» **Required work**
Would you restate, exactly as they appear, the lines from the one containing "Objective — drop one pin on each instance of the broken" through the end of the data below?

» **Records provided**
(begin)

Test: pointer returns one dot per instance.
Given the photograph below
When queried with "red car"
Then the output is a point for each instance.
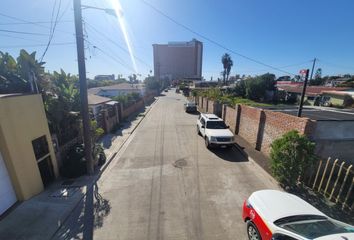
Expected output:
(276, 215)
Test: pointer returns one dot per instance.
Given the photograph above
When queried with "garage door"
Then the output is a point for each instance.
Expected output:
(7, 193)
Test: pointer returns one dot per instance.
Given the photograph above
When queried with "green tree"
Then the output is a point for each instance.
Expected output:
(62, 105)
(240, 89)
(290, 156)
(227, 64)
(256, 87)
(10, 79)
(152, 83)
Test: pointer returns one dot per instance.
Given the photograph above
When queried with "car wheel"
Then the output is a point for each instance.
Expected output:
(252, 231)
(207, 144)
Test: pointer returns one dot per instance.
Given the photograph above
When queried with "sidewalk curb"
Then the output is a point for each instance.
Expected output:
(112, 155)
(242, 151)
(96, 177)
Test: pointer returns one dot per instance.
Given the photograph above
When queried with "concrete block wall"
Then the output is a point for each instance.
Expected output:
(249, 123)
(132, 108)
(210, 106)
(260, 127)
(229, 116)
(276, 124)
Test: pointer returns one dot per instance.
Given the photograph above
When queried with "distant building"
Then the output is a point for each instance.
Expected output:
(27, 158)
(118, 89)
(177, 60)
(105, 111)
(104, 77)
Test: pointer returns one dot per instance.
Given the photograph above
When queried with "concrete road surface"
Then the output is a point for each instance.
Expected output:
(165, 184)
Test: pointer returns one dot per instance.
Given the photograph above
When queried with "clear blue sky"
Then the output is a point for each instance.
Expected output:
(277, 32)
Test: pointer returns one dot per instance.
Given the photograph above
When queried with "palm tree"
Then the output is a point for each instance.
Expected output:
(227, 64)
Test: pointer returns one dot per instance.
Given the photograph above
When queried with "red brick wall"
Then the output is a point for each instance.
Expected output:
(229, 116)
(249, 123)
(210, 106)
(133, 108)
(276, 124)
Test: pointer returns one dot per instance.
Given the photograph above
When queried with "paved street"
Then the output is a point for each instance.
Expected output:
(165, 184)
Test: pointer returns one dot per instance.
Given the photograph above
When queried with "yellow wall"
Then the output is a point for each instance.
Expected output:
(22, 119)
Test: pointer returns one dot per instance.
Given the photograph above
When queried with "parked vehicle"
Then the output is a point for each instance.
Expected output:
(214, 131)
(190, 107)
(276, 215)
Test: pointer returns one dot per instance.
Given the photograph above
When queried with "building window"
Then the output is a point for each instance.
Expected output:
(40, 147)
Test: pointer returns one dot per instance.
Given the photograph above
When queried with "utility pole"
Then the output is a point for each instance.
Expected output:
(313, 67)
(306, 72)
(83, 86)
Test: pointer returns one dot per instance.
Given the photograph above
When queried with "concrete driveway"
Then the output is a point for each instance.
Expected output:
(165, 184)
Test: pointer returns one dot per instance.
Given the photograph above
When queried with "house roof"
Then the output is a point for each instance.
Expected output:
(121, 86)
(310, 90)
(95, 99)
(340, 93)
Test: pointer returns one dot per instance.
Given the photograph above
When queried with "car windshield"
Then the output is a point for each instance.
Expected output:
(216, 125)
(190, 104)
(312, 226)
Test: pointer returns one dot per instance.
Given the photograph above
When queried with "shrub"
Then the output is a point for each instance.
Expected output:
(290, 156)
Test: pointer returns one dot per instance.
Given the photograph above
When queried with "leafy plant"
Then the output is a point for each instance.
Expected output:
(290, 156)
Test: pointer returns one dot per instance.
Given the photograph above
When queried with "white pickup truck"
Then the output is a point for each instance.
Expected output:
(214, 131)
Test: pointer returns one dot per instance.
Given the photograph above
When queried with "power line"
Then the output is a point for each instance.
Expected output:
(33, 23)
(212, 41)
(38, 45)
(27, 39)
(116, 44)
(52, 28)
(110, 56)
(335, 65)
(36, 23)
(26, 33)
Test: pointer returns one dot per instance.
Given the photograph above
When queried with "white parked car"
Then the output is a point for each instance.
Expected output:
(276, 215)
(214, 131)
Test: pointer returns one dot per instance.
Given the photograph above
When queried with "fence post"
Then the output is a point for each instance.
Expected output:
(318, 172)
(338, 176)
(343, 183)
(323, 175)
(348, 193)
(330, 175)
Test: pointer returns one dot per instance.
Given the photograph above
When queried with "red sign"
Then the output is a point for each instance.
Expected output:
(303, 71)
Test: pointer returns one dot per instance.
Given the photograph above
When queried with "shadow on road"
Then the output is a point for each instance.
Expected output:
(193, 113)
(231, 154)
(323, 205)
(107, 139)
(87, 216)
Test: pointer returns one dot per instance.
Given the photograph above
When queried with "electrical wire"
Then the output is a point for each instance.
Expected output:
(52, 28)
(27, 39)
(335, 65)
(27, 23)
(38, 24)
(211, 40)
(38, 45)
(110, 56)
(26, 33)
(116, 44)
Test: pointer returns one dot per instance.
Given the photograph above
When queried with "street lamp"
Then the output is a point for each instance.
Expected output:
(82, 79)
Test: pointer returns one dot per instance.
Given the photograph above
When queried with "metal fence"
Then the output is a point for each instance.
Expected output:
(334, 179)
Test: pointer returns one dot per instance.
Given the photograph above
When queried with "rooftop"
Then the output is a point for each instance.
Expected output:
(121, 86)
(319, 113)
(310, 90)
(95, 99)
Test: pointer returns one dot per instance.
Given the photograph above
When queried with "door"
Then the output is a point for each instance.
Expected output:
(7, 193)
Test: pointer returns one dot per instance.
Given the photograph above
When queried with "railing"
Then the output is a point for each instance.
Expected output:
(334, 180)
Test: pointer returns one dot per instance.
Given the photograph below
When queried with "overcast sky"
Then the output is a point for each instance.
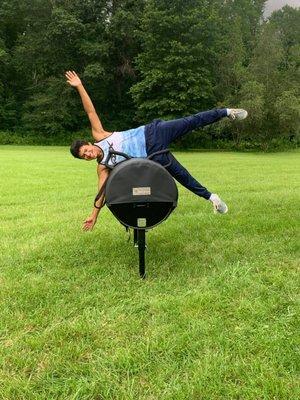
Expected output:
(276, 4)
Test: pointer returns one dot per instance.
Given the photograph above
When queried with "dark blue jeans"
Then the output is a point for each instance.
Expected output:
(159, 134)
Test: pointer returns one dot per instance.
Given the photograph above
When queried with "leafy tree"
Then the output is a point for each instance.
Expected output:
(176, 58)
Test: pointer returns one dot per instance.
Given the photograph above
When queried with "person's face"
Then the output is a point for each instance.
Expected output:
(89, 152)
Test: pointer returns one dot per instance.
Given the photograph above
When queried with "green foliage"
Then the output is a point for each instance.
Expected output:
(175, 63)
(150, 59)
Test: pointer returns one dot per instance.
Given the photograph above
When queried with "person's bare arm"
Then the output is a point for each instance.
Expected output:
(103, 174)
(97, 129)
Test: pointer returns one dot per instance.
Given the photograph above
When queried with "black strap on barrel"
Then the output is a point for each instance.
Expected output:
(127, 157)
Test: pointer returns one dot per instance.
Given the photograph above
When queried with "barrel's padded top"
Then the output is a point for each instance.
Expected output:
(140, 180)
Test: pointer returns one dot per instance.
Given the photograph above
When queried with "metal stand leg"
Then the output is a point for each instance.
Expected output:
(135, 231)
(141, 237)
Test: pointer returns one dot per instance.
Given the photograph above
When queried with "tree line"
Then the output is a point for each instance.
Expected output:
(146, 59)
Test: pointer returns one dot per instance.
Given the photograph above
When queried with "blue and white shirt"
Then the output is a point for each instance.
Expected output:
(131, 142)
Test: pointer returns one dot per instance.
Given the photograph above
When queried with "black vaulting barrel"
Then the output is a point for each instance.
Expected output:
(140, 193)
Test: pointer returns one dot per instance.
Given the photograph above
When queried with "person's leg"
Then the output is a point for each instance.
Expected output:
(168, 131)
(185, 178)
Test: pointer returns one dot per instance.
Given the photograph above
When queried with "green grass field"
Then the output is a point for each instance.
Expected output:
(216, 318)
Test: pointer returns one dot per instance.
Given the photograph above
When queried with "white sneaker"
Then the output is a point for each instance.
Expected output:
(219, 205)
(237, 114)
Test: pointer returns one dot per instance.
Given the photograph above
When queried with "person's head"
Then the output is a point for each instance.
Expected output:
(85, 150)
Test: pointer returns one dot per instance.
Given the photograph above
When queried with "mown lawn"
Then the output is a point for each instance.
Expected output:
(215, 319)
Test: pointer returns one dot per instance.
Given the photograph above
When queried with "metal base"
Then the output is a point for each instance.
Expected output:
(139, 240)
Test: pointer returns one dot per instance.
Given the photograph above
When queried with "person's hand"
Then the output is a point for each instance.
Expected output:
(89, 223)
(72, 78)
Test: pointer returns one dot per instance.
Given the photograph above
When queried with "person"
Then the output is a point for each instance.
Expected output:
(142, 142)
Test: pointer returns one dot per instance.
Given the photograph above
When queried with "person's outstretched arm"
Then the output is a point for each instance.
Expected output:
(103, 174)
(97, 129)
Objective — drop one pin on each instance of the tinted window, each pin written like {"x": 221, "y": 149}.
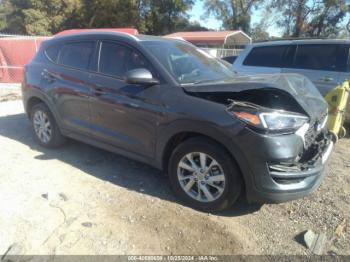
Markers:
{"x": 320, "y": 57}
{"x": 52, "y": 52}
{"x": 77, "y": 55}
{"x": 270, "y": 56}
{"x": 117, "y": 59}
{"x": 187, "y": 63}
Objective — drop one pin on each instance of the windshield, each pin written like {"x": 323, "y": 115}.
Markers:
{"x": 187, "y": 63}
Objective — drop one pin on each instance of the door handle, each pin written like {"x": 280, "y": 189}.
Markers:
{"x": 326, "y": 79}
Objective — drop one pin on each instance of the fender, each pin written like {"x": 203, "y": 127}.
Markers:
{"x": 35, "y": 92}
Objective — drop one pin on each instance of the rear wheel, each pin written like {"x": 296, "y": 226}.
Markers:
{"x": 204, "y": 175}
{"x": 46, "y": 131}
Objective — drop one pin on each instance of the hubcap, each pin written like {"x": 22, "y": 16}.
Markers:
{"x": 201, "y": 177}
{"x": 42, "y": 126}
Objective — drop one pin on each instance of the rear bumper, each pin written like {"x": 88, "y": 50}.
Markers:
{"x": 269, "y": 176}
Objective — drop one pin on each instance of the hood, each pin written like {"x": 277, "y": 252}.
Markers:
{"x": 298, "y": 86}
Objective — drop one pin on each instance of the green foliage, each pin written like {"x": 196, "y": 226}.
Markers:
{"x": 309, "y": 18}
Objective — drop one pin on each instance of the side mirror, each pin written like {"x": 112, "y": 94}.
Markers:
{"x": 140, "y": 76}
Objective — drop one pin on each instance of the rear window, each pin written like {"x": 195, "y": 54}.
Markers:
{"x": 52, "y": 52}
{"x": 269, "y": 56}
{"x": 326, "y": 57}
{"x": 77, "y": 54}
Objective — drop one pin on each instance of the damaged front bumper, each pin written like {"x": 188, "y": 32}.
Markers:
{"x": 280, "y": 168}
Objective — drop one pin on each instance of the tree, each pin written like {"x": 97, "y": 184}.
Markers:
{"x": 165, "y": 16}
{"x": 39, "y": 17}
{"x": 45, "y": 17}
{"x": 312, "y": 18}
{"x": 234, "y": 14}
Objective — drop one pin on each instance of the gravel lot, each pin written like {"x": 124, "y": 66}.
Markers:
{"x": 82, "y": 200}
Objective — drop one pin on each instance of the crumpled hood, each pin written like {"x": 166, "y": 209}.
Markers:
{"x": 300, "y": 87}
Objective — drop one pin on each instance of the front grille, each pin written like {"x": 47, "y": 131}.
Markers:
{"x": 314, "y": 130}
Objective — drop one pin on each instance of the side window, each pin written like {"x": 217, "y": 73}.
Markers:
{"x": 52, "y": 52}
{"x": 269, "y": 56}
{"x": 317, "y": 57}
{"x": 76, "y": 54}
{"x": 117, "y": 59}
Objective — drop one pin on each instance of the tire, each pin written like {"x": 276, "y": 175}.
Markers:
{"x": 40, "y": 113}
{"x": 227, "y": 189}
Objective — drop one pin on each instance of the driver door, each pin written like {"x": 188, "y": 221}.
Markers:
{"x": 123, "y": 115}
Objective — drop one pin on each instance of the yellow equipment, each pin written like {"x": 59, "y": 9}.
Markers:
{"x": 337, "y": 101}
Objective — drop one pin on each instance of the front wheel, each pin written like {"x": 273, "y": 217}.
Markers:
{"x": 204, "y": 175}
{"x": 46, "y": 131}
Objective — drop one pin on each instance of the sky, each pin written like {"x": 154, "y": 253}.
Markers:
{"x": 197, "y": 11}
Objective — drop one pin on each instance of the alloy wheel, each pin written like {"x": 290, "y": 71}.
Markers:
{"x": 201, "y": 177}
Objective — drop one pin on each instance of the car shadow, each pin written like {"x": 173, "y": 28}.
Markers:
{"x": 105, "y": 165}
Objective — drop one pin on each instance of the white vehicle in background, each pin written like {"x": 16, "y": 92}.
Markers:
{"x": 325, "y": 62}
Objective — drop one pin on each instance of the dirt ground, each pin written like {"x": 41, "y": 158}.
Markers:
{"x": 82, "y": 200}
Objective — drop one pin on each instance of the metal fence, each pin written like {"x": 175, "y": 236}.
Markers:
{"x": 221, "y": 52}
{"x": 15, "y": 52}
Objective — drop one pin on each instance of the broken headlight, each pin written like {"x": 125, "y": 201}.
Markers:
{"x": 272, "y": 121}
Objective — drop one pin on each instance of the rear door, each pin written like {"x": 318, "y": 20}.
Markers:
{"x": 321, "y": 63}
{"x": 123, "y": 115}
{"x": 264, "y": 60}
{"x": 67, "y": 78}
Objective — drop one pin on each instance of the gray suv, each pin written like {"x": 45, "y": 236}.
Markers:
{"x": 324, "y": 61}
{"x": 171, "y": 105}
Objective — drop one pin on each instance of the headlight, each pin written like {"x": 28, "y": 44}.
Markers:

(end)

» **Output of the exercise**
Objective — drop one pin on each instance of the broken headlight, each pin written like {"x": 125, "y": 201}.
Markers:
{"x": 272, "y": 121}
Objective — drop one pin on each instance of the rear door, each pin written like {"x": 318, "y": 20}.
Markers:
{"x": 321, "y": 63}
{"x": 123, "y": 115}
{"x": 264, "y": 60}
{"x": 67, "y": 78}
Objective — drop one pin on each instance of the gray suv, each pin written like {"x": 45, "y": 236}.
Markers:
{"x": 324, "y": 61}
{"x": 171, "y": 105}
Objective — drop one pin on each instance of the headlight, each pin written like {"x": 28, "y": 44}.
Markers:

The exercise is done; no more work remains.